▸ **What the task requires**: Lines that include the word "points" should be copied from the listing that follows.

▸ **Data**:
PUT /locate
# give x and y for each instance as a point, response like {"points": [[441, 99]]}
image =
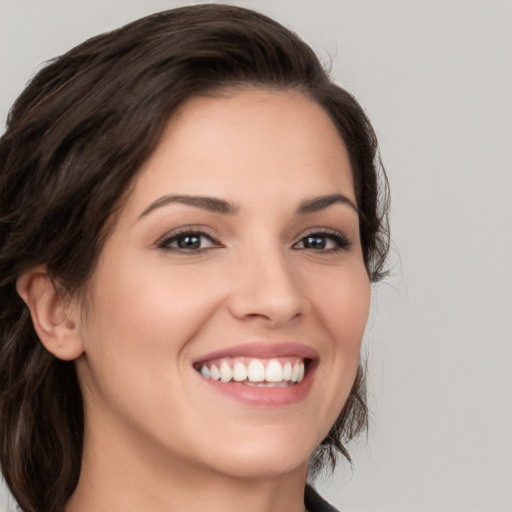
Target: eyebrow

==

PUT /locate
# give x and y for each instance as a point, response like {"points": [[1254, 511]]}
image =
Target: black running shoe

▸ **Solution below**:
# give x and y for each instance as a point, response like {"points": [[441, 99]]}
# give x and y for each instance as a point, response like {"points": [[1254, 511]]}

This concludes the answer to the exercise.